[Location annotation dataset excerpts]
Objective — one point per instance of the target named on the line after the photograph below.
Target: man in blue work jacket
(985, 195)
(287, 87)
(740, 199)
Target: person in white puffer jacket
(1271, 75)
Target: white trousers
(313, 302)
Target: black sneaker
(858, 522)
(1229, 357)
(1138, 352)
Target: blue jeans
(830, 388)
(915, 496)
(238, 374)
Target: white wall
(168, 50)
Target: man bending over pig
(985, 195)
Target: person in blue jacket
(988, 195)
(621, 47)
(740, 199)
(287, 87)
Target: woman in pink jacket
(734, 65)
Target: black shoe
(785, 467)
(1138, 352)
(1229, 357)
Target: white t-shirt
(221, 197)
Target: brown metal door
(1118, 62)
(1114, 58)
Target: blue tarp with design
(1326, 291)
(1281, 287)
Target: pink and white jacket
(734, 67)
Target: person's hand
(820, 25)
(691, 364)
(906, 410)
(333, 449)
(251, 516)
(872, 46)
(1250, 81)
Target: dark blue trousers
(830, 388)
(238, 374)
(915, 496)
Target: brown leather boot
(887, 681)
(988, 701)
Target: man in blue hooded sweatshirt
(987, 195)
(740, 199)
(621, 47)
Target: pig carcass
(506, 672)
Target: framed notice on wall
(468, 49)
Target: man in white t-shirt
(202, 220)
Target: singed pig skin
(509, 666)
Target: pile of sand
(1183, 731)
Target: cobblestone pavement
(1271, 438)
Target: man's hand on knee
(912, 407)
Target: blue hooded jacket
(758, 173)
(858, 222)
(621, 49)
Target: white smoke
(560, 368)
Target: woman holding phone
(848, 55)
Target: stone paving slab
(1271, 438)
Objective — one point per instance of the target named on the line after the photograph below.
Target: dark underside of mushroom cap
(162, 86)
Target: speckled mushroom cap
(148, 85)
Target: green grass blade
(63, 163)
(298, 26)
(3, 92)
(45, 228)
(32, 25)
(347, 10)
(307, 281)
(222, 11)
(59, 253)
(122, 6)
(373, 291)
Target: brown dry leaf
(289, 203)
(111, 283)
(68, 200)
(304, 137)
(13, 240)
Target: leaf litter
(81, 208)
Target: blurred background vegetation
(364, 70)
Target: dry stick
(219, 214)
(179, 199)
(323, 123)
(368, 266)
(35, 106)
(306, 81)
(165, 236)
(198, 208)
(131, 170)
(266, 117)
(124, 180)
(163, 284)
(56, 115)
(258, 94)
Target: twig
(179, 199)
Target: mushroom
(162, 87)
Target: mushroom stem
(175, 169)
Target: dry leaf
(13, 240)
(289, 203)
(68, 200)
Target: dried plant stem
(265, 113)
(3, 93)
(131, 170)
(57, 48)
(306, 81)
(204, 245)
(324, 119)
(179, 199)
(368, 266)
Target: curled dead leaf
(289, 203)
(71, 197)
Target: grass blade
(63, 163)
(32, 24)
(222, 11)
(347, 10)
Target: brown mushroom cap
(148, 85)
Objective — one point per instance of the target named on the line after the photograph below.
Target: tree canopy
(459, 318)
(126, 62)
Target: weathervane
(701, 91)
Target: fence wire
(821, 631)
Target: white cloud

Exercise requirements: Starting with the line that contains "Target: blue tarp with design", print each line through the last one in the listing. Include both end lines and add nothing.

Response below:
Target: blue tarp with design
(1326, 291)
(1281, 287)
Target: pink and white jacket
(734, 67)
Target: person's hand
(820, 25)
(691, 364)
(906, 410)
(333, 449)
(251, 516)
(872, 46)
(1250, 81)
Target: dark blue trousers
(830, 388)
(238, 374)
(915, 496)
Target: brown leather boot
(887, 681)
(988, 701)
Target: man in blue hooded sweatshirt
(987, 195)
(740, 199)
(621, 47)
Target: pig carcass
(506, 672)
Target: framed notice on wall
(468, 49)
Target: man in white t-shirt
(202, 220)
Target: singed pig skin
(509, 666)
Target: pile of sand
(1183, 731)
Target: cobblestone pavement
(1271, 438)
Target: man's hand on knee
(912, 407)
Target: blue hooded jacket
(758, 173)
(858, 222)
(621, 49)
Target: white smoke
(560, 368)
Target: woman holding phone
(848, 55)
Target: stone paving slab
(1271, 438)
Objective — one point per instance of the target named on the line after the photograph below.
Target: dark underside of mushroom cap
(162, 86)
Target: speckled mushroom cap
(148, 85)
Target: green grass blade
(63, 163)
(298, 26)
(3, 92)
(45, 228)
(32, 25)
(347, 10)
(307, 281)
(222, 11)
(59, 253)
(122, 6)
(373, 291)
Target: brown dry leaf
(289, 203)
(111, 283)
(68, 200)
(304, 137)
(13, 240)
Target: leaf litter
(81, 208)
Target: blurred background vegetation
(364, 70)
Target: dry stick
(219, 214)
(179, 199)
(323, 123)
(368, 266)
(35, 106)
(306, 81)
(165, 236)
(198, 208)
(131, 170)
(266, 117)
(124, 180)
(163, 284)
(56, 115)
(258, 94)
Target: twig
(179, 199)
Target: mushroom
(162, 87)
Target: mushroom stem
(175, 169)
Target: dry leaf
(13, 240)
(289, 203)
(68, 200)
Target: dried plant stem
(265, 113)
(3, 93)
(131, 170)
(57, 48)
(306, 81)
(204, 245)
(324, 119)
(179, 199)
(368, 266)
Target: curled dead leaf
(289, 203)
(71, 197)
Target: grass blade
(63, 163)
(32, 24)
(222, 11)
(347, 10)
Target: brown mushroom cap
(148, 85)
Objective — one point per instance of the target named on the line after the photograph below.
Target: tree canopy
(459, 318)
(126, 62)
Target: weathervane
(701, 91)
Target: fence wire
(821, 631)
Target: white cloud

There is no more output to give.